Find every line in the data below that contains the string "small" and copy each such line in full. Case matters, so match only that exact form.
··· Data shown ···
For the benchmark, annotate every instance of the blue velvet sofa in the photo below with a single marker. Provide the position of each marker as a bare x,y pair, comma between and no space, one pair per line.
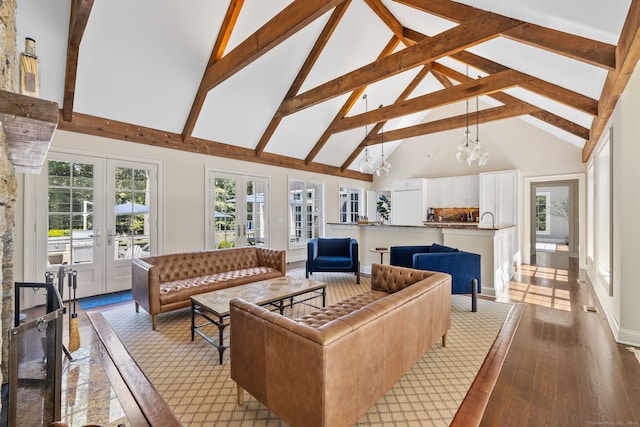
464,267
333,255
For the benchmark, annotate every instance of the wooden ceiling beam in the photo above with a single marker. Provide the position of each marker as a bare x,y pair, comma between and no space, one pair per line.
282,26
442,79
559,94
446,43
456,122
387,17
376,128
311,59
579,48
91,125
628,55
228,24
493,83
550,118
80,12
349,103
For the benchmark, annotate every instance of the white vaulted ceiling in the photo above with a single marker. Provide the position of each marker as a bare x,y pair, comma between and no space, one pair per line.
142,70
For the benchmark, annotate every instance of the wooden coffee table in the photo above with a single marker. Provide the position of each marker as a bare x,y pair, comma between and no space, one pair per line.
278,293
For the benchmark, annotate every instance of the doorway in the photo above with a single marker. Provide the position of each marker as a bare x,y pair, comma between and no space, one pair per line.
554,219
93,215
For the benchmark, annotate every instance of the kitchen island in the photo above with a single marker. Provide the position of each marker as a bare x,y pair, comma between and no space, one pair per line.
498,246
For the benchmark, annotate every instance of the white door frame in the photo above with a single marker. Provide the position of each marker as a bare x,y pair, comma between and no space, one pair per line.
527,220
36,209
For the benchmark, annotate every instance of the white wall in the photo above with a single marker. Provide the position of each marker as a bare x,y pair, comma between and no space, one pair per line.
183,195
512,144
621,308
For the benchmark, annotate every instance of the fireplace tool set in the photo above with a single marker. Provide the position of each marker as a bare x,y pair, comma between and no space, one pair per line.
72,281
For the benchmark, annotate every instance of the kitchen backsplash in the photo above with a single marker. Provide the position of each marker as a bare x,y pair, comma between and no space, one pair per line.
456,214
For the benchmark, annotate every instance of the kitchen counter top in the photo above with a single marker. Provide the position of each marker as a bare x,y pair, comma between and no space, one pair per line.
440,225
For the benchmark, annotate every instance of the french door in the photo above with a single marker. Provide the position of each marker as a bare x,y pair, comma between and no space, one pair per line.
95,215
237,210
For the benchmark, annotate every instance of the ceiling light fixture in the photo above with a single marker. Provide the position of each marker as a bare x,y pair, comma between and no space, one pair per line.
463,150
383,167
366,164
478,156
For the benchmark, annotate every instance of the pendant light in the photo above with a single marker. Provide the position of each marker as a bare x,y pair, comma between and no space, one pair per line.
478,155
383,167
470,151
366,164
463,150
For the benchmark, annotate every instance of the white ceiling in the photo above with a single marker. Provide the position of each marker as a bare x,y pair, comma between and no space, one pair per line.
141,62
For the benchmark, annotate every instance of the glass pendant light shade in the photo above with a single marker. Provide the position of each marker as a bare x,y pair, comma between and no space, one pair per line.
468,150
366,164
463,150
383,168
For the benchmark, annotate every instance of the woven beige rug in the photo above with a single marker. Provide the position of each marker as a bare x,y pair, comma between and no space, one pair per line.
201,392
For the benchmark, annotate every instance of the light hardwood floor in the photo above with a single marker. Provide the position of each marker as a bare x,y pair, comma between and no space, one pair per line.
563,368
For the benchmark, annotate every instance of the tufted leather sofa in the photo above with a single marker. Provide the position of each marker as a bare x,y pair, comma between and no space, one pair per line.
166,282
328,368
···
··· Data shown ···
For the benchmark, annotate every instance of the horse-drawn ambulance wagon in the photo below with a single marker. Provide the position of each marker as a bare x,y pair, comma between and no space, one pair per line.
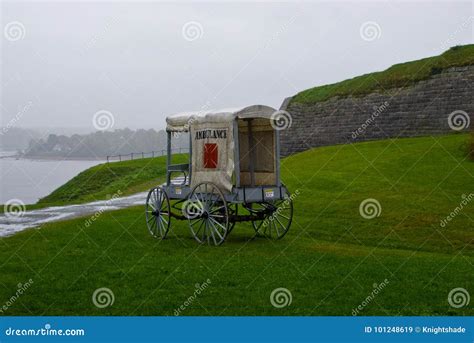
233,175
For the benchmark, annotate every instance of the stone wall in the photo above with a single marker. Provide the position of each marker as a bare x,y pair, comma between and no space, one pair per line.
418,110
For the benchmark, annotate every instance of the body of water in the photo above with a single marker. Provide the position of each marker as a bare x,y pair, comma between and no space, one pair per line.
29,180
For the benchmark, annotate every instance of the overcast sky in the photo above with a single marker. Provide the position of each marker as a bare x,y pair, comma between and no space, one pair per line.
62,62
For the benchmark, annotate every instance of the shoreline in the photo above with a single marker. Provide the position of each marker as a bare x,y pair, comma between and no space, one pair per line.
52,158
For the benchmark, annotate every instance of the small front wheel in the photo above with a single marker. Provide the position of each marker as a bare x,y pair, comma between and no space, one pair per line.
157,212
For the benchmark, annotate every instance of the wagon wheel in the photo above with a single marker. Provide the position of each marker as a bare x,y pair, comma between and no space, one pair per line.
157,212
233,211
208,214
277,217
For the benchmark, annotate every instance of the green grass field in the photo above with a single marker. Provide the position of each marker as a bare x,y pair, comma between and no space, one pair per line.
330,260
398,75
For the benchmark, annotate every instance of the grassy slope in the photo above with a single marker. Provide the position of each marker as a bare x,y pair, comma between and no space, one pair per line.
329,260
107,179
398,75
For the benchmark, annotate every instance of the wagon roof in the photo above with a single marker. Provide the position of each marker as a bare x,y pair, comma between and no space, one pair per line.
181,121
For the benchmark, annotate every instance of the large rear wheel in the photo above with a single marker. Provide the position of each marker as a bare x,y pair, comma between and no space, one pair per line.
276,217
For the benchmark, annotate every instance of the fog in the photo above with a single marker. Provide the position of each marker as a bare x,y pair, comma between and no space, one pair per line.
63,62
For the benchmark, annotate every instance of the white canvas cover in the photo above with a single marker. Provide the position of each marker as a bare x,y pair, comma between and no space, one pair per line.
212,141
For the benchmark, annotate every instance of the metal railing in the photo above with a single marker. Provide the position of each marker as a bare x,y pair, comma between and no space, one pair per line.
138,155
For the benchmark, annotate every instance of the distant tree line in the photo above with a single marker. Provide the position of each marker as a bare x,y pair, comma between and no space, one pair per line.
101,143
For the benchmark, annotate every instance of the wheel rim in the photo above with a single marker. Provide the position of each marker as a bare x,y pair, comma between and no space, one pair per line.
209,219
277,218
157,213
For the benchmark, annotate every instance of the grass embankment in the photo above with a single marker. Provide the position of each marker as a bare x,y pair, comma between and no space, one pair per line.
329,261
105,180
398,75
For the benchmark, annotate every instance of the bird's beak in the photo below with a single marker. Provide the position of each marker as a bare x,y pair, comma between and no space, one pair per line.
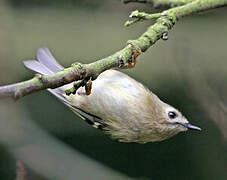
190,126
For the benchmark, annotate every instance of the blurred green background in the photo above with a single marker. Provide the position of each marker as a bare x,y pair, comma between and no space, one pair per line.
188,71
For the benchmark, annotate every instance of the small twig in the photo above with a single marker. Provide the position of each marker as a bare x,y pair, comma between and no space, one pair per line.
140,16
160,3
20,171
···
* Written solution
For the benchmark, annotate every instance of the small front wheel in the photo above with a single marker. Provide the position of each marker as a bare x,y pair, comma between and no space, one pair per line.
For the benchmark, annotate every instance of the small twig in the photo above with a single marker. Provide the position of each marker as a bare x,y pair, comma between and no space, one pair per line.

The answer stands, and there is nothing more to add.